- _Problem_: From the material below, pull each line containing the string "sweater".

§ §

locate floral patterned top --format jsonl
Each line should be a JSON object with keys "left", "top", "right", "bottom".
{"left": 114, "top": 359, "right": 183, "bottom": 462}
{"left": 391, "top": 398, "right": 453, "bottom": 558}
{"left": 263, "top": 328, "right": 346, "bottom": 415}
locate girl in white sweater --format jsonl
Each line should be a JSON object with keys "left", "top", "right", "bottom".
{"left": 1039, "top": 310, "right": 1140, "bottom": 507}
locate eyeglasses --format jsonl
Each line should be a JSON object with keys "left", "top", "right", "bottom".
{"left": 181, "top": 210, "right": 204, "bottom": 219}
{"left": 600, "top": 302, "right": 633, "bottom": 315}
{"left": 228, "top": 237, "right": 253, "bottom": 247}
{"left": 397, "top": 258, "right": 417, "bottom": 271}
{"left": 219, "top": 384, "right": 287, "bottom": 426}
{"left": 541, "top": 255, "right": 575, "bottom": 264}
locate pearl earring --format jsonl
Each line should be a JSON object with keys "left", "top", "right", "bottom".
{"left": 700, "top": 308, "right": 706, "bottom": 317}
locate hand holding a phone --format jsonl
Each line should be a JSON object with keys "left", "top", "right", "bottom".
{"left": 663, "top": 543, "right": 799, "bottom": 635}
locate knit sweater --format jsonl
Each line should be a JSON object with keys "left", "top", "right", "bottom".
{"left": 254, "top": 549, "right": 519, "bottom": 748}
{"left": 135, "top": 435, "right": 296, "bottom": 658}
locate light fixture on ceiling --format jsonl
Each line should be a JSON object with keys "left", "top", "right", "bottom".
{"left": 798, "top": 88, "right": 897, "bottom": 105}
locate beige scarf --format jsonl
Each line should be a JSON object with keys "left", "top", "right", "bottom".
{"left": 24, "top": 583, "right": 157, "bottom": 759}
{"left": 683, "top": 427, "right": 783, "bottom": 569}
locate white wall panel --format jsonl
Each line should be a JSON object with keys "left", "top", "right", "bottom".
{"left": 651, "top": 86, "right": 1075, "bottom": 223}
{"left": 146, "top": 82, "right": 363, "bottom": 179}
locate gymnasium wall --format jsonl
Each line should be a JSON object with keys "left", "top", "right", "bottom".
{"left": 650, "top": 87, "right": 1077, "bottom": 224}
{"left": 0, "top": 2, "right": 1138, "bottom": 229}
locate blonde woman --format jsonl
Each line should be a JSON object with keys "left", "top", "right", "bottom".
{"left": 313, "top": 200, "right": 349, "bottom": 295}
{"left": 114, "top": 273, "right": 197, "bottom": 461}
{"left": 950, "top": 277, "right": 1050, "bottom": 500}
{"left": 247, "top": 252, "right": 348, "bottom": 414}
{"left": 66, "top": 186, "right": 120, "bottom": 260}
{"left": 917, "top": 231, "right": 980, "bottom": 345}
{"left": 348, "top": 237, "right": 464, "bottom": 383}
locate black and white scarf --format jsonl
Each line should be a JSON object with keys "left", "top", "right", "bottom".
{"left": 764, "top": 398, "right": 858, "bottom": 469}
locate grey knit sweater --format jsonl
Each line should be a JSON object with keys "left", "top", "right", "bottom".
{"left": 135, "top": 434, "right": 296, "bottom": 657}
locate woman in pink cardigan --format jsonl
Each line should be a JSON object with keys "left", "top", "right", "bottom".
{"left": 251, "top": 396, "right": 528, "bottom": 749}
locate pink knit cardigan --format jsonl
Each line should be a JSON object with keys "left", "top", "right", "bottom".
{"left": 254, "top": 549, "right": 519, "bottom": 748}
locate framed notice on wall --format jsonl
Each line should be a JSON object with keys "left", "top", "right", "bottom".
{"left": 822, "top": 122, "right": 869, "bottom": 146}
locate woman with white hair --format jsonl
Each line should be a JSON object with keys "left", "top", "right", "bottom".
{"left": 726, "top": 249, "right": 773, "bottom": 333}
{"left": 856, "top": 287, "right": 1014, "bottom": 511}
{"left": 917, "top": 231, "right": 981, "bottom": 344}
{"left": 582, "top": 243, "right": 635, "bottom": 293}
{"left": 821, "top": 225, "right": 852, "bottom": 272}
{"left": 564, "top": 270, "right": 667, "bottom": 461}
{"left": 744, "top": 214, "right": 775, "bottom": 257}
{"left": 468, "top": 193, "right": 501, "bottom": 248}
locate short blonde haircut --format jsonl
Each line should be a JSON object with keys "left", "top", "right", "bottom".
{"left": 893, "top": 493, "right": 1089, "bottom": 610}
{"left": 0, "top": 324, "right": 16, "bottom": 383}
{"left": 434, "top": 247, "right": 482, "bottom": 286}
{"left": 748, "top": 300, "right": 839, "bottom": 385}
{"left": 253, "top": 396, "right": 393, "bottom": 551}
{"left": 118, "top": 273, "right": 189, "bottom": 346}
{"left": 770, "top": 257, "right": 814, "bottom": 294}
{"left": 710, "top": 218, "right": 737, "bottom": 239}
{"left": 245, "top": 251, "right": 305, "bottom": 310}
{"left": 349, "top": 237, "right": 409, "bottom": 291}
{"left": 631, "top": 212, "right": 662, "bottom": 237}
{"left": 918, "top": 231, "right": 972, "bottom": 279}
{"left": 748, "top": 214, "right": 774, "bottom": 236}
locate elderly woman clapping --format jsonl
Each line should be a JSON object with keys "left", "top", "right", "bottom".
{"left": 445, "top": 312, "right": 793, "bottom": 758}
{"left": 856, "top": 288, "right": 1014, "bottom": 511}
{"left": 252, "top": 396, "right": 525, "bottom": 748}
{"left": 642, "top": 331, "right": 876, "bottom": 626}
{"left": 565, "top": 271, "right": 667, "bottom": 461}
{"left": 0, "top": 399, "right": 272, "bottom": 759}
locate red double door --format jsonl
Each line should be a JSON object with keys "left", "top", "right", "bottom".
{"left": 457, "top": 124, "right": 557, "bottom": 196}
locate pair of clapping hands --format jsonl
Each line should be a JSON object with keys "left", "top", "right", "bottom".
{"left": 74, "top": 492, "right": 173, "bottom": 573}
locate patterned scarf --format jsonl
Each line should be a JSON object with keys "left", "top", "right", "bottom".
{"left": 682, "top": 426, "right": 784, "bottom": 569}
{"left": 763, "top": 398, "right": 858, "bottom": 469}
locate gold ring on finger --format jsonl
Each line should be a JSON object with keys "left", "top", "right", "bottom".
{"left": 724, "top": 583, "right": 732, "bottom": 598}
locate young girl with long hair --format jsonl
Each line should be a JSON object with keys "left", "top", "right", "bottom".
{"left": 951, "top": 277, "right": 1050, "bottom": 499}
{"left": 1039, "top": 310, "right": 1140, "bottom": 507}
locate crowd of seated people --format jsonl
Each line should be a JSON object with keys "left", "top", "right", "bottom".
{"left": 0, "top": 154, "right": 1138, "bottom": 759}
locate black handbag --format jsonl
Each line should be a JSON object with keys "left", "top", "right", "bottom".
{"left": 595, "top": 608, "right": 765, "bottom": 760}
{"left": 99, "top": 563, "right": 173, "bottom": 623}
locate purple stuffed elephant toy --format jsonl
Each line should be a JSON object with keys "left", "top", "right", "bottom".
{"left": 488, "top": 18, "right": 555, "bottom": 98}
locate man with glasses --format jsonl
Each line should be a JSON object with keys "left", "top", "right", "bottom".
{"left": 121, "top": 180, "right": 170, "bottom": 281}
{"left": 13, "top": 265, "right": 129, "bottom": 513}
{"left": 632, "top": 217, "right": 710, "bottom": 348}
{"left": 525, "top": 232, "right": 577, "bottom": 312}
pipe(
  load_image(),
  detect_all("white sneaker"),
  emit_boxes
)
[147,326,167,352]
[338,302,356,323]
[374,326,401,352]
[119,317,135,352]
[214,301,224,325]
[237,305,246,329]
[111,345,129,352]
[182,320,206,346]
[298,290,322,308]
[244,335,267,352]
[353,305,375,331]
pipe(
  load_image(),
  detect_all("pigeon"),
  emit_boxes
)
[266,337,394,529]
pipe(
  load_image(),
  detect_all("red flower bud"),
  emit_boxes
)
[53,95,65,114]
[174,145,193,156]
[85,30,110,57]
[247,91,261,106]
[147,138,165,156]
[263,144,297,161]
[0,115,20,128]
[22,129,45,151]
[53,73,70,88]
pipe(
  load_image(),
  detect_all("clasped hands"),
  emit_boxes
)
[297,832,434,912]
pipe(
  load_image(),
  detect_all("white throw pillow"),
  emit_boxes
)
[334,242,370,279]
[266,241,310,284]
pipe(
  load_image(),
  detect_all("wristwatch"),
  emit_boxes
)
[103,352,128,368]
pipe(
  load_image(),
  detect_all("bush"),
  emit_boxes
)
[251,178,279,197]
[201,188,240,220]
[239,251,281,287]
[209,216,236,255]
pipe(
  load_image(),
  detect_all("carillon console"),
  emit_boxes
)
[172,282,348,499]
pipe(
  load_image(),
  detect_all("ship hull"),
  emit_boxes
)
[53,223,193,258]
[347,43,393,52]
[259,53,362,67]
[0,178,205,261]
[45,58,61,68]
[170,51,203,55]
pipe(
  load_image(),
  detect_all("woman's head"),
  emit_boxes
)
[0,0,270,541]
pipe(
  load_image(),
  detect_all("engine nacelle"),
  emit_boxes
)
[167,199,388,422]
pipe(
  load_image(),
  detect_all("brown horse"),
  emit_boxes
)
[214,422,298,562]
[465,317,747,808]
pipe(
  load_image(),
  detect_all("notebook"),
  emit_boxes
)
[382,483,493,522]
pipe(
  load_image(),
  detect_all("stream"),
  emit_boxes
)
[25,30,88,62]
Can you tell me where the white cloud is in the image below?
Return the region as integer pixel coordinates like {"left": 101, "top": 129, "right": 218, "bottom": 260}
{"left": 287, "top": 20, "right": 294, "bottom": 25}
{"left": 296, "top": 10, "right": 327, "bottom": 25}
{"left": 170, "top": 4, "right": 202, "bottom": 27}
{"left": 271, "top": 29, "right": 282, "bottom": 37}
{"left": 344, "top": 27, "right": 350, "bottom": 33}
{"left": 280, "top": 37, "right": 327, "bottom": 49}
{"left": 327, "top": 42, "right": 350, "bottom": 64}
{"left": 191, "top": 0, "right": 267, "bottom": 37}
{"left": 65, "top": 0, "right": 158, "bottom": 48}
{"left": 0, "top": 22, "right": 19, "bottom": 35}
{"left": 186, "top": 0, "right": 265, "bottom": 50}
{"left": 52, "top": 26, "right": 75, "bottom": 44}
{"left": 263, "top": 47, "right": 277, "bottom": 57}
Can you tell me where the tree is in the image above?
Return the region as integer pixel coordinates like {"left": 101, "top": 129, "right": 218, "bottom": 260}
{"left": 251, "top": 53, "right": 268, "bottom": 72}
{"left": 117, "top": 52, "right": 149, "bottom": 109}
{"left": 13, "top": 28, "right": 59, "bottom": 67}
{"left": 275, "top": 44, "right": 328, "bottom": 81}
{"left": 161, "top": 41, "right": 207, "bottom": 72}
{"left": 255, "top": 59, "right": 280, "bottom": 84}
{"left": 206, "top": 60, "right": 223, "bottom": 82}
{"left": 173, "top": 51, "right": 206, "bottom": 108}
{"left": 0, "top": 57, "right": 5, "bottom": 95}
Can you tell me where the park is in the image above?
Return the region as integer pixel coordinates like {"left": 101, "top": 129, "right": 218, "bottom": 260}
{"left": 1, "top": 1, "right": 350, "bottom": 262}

§ §

- _Solution to this exercise_:
locate girl in white sweater --format jsonl
locate knit sweater --format jsonl
locate grey knit sweater --format jsonl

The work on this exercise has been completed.